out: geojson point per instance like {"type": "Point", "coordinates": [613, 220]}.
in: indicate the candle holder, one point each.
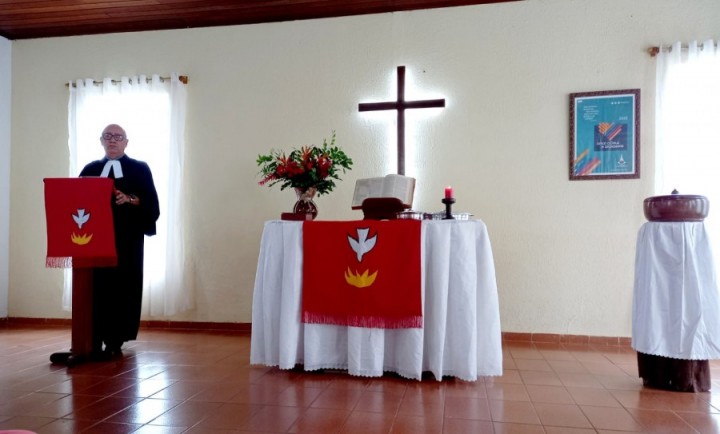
{"type": "Point", "coordinates": [448, 201]}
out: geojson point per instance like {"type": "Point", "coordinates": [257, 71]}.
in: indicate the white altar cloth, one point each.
{"type": "Point", "coordinates": [461, 335]}
{"type": "Point", "coordinates": [676, 307]}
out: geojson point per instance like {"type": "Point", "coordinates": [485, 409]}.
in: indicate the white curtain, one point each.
{"type": "Point", "coordinates": [152, 112]}
{"type": "Point", "coordinates": [687, 116]}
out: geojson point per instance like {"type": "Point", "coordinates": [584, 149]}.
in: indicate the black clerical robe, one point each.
{"type": "Point", "coordinates": [117, 291]}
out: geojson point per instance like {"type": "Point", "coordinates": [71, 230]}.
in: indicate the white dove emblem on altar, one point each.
{"type": "Point", "coordinates": [362, 244]}
{"type": "Point", "coordinates": [81, 218]}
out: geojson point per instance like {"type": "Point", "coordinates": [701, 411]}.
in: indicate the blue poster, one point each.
{"type": "Point", "coordinates": [604, 135]}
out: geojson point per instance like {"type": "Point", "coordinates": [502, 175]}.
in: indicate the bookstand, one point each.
{"type": "Point", "coordinates": [296, 216]}
{"type": "Point", "coordinates": [382, 208]}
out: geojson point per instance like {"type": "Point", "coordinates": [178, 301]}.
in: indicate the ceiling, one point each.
{"type": "Point", "coordinates": [26, 19]}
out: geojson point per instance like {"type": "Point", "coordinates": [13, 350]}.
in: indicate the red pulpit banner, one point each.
{"type": "Point", "coordinates": [79, 222]}
{"type": "Point", "coordinates": [362, 273]}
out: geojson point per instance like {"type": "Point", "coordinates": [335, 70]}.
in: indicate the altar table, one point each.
{"type": "Point", "coordinates": [676, 306]}
{"type": "Point", "coordinates": [461, 335]}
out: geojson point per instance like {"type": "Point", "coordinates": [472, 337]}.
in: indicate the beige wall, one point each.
{"type": "Point", "coordinates": [564, 251]}
{"type": "Point", "coordinates": [5, 82]}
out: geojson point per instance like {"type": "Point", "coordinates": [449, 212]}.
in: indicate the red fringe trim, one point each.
{"type": "Point", "coordinates": [70, 262]}
{"type": "Point", "coordinates": [364, 321]}
{"type": "Point", "coordinates": [58, 262]}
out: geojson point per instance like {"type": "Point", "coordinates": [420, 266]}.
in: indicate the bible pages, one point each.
{"type": "Point", "coordinates": [397, 186]}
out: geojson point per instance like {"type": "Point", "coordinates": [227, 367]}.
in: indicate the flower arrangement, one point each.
{"type": "Point", "coordinates": [305, 168]}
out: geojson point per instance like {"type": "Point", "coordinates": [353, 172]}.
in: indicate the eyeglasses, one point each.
{"type": "Point", "coordinates": [111, 136]}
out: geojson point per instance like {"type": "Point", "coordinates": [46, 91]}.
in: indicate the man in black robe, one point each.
{"type": "Point", "coordinates": [117, 291]}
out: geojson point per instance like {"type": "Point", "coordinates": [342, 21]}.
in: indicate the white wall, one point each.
{"type": "Point", "coordinates": [564, 251]}
{"type": "Point", "coordinates": [5, 80]}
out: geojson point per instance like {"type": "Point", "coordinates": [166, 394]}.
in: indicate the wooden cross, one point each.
{"type": "Point", "coordinates": [401, 105]}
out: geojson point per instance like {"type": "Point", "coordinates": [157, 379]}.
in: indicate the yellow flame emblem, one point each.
{"type": "Point", "coordinates": [80, 239]}
{"type": "Point", "coordinates": [360, 280]}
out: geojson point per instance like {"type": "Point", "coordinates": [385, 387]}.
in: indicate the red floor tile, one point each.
{"type": "Point", "coordinates": [171, 382]}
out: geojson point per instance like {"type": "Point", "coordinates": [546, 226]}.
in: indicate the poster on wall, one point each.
{"type": "Point", "coordinates": [605, 135]}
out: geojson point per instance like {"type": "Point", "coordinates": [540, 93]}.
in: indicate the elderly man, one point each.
{"type": "Point", "coordinates": [117, 291]}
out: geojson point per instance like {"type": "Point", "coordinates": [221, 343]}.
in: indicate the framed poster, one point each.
{"type": "Point", "coordinates": [605, 135]}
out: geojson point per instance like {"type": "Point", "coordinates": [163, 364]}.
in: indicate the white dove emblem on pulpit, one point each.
{"type": "Point", "coordinates": [362, 244]}
{"type": "Point", "coordinates": [81, 218]}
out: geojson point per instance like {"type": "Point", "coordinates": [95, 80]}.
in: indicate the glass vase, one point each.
{"type": "Point", "coordinates": [305, 202]}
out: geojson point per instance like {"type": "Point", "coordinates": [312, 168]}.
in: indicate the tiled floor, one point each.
{"type": "Point", "coordinates": [201, 383]}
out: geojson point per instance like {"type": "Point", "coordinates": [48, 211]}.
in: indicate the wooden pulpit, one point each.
{"type": "Point", "coordinates": [80, 235]}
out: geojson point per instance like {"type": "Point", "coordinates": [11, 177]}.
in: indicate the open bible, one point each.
{"type": "Point", "coordinates": [388, 186]}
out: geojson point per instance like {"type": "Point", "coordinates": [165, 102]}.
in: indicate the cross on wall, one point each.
{"type": "Point", "coordinates": [401, 105]}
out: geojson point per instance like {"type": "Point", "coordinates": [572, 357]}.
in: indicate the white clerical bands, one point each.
{"type": "Point", "coordinates": [115, 166]}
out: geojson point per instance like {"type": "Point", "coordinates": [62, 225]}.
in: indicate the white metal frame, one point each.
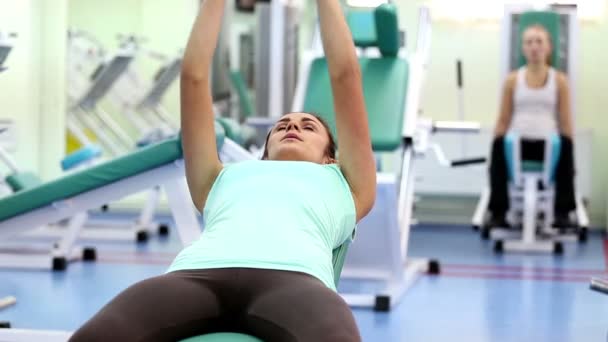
{"type": "Point", "coordinates": [385, 231]}
{"type": "Point", "coordinates": [528, 200]}
{"type": "Point", "coordinates": [525, 195]}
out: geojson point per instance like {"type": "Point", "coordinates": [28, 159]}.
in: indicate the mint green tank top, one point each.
{"type": "Point", "coordinates": [279, 215]}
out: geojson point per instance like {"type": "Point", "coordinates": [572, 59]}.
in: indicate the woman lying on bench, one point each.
{"type": "Point", "coordinates": [263, 265]}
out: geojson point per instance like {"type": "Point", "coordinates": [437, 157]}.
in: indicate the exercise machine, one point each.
{"type": "Point", "coordinates": [392, 83]}
{"type": "Point", "coordinates": [531, 183]}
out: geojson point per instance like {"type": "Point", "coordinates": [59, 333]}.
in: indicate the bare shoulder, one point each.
{"type": "Point", "coordinates": [511, 80]}
{"type": "Point", "coordinates": [562, 79]}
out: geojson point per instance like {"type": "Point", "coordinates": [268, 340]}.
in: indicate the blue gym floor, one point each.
{"type": "Point", "coordinates": [479, 296]}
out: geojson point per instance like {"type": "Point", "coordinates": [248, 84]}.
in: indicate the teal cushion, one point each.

--------

**What you have to do**
Reproduce the records, all of them, word for word; omit the pictures.

**Answer in full**
out: geojson point per instance like {"type": "Point", "coordinates": [613, 220]}.
in: indicate the candle holder, one point each.
{"type": "Point", "coordinates": [448, 201]}
out: geojson point per instance like {"type": "Point", "coordinates": [257, 71]}.
in: indicate the white altar cloth, one point each.
{"type": "Point", "coordinates": [461, 335]}
{"type": "Point", "coordinates": [676, 307]}
out: geojson point per instance like {"type": "Point", "coordinates": [485, 409]}.
in: indicate the white curtain, one point each.
{"type": "Point", "coordinates": [152, 112]}
{"type": "Point", "coordinates": [687, 116]}
out: geojson point per instance like {"type": "Point", "coordinates": [584, 149]}.
in: indicate the black clerical robe, one point each.
{"type": "Point", "coordinates": [117, 291]}
out: geojson point per instance like {"type": "Point", "coordinates": [71, 230]}.
in: indicate the white dove emblem on altar, one point each.
{"type": "Point", "coordinates": [362, 244]}
{"type": "Point", "coordinates": [81, 218]}
out: geojson point per instance like {"type": "Point", "coordinates": [701, 411]}.
in: indicate the blue poster, one point each.
{"type": "Point", "coordinates": [604, 135]}
out: geojson point per instance like {"type": "Point", "coordinates": [502, 175]}.
in: indicate the bookstand, one point each.
{"type": "Point", "coordinates": [296, 216]}
{"type": "Point", "coordinates": [382, 208]}
out: geojson point per instance like {"type": "Point", "coordinates": [178, 301]}.
in: indicate the ceiling, one point each.
{"type": "Point", "coordinates": [26, 19]}
out: geojson point per instance like {"type": "Point", "coordinates": [13, 350]}.
in: indicate the red pulpit banner, one point each.
{"type": "Point", "coordinates": [79, 222]}
{"type": "Point", "coordinates": [362, 273]}
out: geojson point per instance like {"type": "Point", "coordinates": [335, 70]}.
in: indicate the altar table, one point each.
{"type": "Point", "coordinates": [676, 306]}
{"type": "Point", "coordinates": [461, 335]}
out: geojson point per instance like {"type": "Point", "coordinates": [472, 337]}.
in: indicate the beige wall, one point each.
{"type": "Point", "coordinates": [564, 251]}
{"type": "Point", "coordinates": [5, 82]}
out: geojson point per instance like {"type": "Point", "coordinates": [449, 212]}.
in: indicate the red fringe trim, one point each.
{"type": "Point", "coordinates": [70, 262]}
{"type": "Point", "coordinates": [364, 321]}
{"type": "Point", "coordinates": [58, 262]}
out: geojson point per instance like {"type": "Point", "coordinates": [420, 266]}.
in: indicate the bible pages, one point each.
{"type": "Point", "coordinates": [397, 186]}
out: geojson point per instance like {"type": "Point", "coordinates": [227, 367]}.
in: indicate the flower arrangement, one point each.
{"type": "Point", "coordinates": [305, 168]}
out: geojson point per instance like {"type": "Point", "coordinates": [353, 172]}.
in: indicate the eyeglasses, one point each.
{"type": "Point", "coordinates": [111, 136]}
out: geojson point per instance like {"type": "Point", "coordinates": [46, 91]}.
in: indicate the man in black robe, one point each.
{"type": "Point", "coordinates": [117, 291]}
out: geojson point per instance like {"type": "Point", "coordinates": [342, 21]}.
in: indicate the white wall, one point each.
{"type": "Point", "coordinates": [564, 251]}
{"type": "Point", "coordinates": [5, 80]}
out: geojson point per instance like {"type": "Point", "coordinates": [166, 394]}.
in: indicate the wooden cross, one point each.
{"type": "Point", "coordinates": [401, 105]}
out: geojson point per instance like {"type": "Point", "coordinates": [157, 379]}.
in: indicate the yellow flame emblem, one point each.
{"type": "Point", "coordinates": [80, 239]}
{"type": "Point", "coordinates": [360, 280]}
out: geojson point per instance like {"type": "Point", "coordinates": [385, 387]}.
in: indicate the red floor tile, one point each.
{"type": "Point", "coordinates": [171, 382]}
out: geojson point per instance like {"type": "Point", "coordinates": [546, 226]}.
in: indicate the poster on wall, one point each.
{"type": "Point", "coordinates": [605, 135]}
out: geojson point per instance like {"type": "Point", "coordinates": [540, 93]}.
in: indicate the elderly man, one point each.
{"type": "Point", "coordinates": [117, 291]}
out: geojson point per instance like {"type": "Point", "coordinates": [221, 343]}.
in: indicate the framed poster, one point each.
{"type": "Point", "coordinates": [605, 135]}
out: geojson point per instance like {"type": "Point", "coordinates": [163, 364]}.
in: indicate the white dove emblem on pulpit, one point each.
{"type": "Point", "coordinates": [362, 244]}
{"type": "Point", "coordinates": [81, 218]}
out: geojson point per instance like {"type": "Point", "coordinates": [95, 80]}.
in: indicate the glass vase, one point each.
{"type": "Point", "coordinates": [305, 202]}
out: geojson point per instance like {"type": "Point", "coordinates": [312, 168]}.
in: indicate the tiled floor, one point each.
{"type": "Point", "coordinates": [201, 383]}
out: geojson point per instance like {"type": "Point", "coordinates": [48, 211]}.
in: indicate the wooden pulpit, one point each.
{"type": "Point", "coordinates": [80, 235]}
out: geojson point per instance like {"type": "Point", "coordinates": [11, 177]}.
in: indicate the open bible, one point each.
{"type": "Point", "coordinates": [388, 186]}
out: geojson point per instance like {"type": "Point", "coordinates": [165, 102]}.
in: indicate the cross on wall, one point each.
{"type": "Point", "coordinates": [401, 105]}
out: geojson point per instance like {"type": "Point", "coordinates": [572, 357]}.
in: indicate the white clerical bands, one point each.
{"type": "Point", "coordinates": [115, 166]}
out: geojson point per instance like {"type": "Point", "coordinates": [62, 225]}.
in: indicate the white metal frame, one point each.
{"type": "Point", "coordinates": [385, 231]}
{"type": "Point", "coordinates": [528, 200]}
{"type": "Point", "coordinates": [525, 195]}
out: geojson point per instance like {"type": "Point", "coordinates": [28, 159]}.
in: indicate the mint green tank top, one point each.
{"type": "Point", "coordinates": [279, 215]}
out: geojson point per instance like {"type": "Point", "coordinates": [572, 59]}.
in: indicate the woman lying on bench, one point each.
{"type": "Point", "coordinates": [263, 265]}
out: geojson point per instance like {"type": "Point", "coordinates": [437, 157]}.
in: indicate the exercise machine, one point each.
{"type": "Point", "coordinates": [392, 83]}
{"type": "Point", "coordinates": [531, 183]}
out: geojson point per instance like {"type": "Point", "coordinates": [59, 333]}.
in: indicate the bare shoulder, one point each.
{"type": "Point", "coordinates": [511, 80]}
{"type": "Point", "coordinates": [562, 79]}
out: geojson point per instance like {"type": "Point", "coordinates": [268, 340]}.
in: indicate the blue gym floor, one point each.
{"type": "Point", "coordinates": [479, 296]}
out: geojson point per instance like {"type": "Point", "coordinates": [248, 84]}.
in: indicate the teal cushion, one point each.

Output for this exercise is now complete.